** Opening Data provided block **

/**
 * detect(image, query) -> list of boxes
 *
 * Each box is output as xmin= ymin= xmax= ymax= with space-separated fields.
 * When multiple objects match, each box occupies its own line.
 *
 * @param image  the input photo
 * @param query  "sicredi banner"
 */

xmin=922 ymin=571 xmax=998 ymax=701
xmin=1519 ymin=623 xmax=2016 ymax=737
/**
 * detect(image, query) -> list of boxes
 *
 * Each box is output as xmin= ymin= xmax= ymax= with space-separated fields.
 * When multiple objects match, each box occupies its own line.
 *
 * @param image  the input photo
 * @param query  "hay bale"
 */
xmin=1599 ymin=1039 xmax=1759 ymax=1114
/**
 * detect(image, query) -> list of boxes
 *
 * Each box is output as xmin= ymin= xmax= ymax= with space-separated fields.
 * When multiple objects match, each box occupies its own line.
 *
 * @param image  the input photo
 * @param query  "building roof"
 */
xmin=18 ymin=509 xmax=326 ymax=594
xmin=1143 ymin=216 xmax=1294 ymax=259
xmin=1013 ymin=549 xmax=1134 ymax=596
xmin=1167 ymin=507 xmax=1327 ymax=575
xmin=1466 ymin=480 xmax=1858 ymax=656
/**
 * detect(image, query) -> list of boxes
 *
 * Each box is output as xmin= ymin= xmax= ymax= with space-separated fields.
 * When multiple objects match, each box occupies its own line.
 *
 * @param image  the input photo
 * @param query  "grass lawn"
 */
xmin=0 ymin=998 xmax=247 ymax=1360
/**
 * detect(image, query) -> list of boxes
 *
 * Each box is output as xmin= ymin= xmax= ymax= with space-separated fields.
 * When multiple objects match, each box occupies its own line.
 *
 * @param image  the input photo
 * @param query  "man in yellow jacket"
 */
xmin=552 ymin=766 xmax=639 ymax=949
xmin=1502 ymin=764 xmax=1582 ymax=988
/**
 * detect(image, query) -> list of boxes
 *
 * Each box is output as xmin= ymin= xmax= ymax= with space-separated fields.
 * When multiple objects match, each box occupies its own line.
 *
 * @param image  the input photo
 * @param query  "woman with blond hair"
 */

** Closing Data provided block **

For this exercise, return the material above in full and exactly.

[Task solution]
/**
 * detect(image, query) -> list of boxes
 *
 * Each box is output as xmin= ymin= xmax= ymax= with space-separated fields.
 * When multiple objects match, each box occupies its own line.
 *
 * @param image  the input photo
 * @param query  "sicredi banner"
 */

xmin=922 ymin=571 xmax=998 ymax=701
xmin=1519 ymin=623 xmax=2016 ymax=737
/**
 * detect(image, query) -> list of boxes
 *
 * Each box is output as xmin= ymin= xmax= ymax= with space-separated fields.
 * When multiple objects match, each box occupies its own line.
 *
 * @param image  the input photo
 * @param query  "hay bale"
 */
xmin=1599 ymin=1039 xmax=1759 ymax=1114
/**
 * detect(image, query) -> list of boxes
 *
 * Each box is output as xmin= ymin= xmax= ymax= with space-separated fields.
 * When multiple objects match, each box occupies its own line.
 *
 * @param image  the input photo
 * @param query  "building roof"
 */
xmin=18 ymin=509 xmax=326 ymax=594
xmin=1143 ymin=216 xmax=1294 ymax=259
xmin=1013 ymin=549 xmax=1134 ymax=596
xmin=1167 ymin=507 xmax=1327 ymax=575
xmin=1466 ymin=480 xmax=1858 ymax=656
/**
 * detect(image, query) -> list of boxes
 *
 * Each box is output as xmin= ymin= xmax= ymax= with space-separated fields.
 * When multiple objects match, each box occupies its own line.
 *
 * @param image  the input photo
 * @param query  "grass lawn"
 */
xmin=0 ymin=998 xmax=247 ymax=1360
/**
 * detect(image, query) -> list of boxes
 *
 * Each box is output as xmin= ymin= xmax= ymax= with space-separated fields.
 * When multiple objects match, each box occupies its own line.
 *
 * @param image  the input photo
 * @param query  "man in yellow jacket"
 */
xmin=552 ymin=766 xmax=639 ymax=949
xmin=1502 ymin=764 xmax=1582 ymax=988
/**
 * detect(image, query) -> list of boxes
 *
 * Each box is output as xmin= ymin= xmax= ymax= with space-separated fields.
 * When multiple objects match, each box occupies its own line.
 *
 * @param image  the input photo
 * @param query  "woman with blond hair"
 */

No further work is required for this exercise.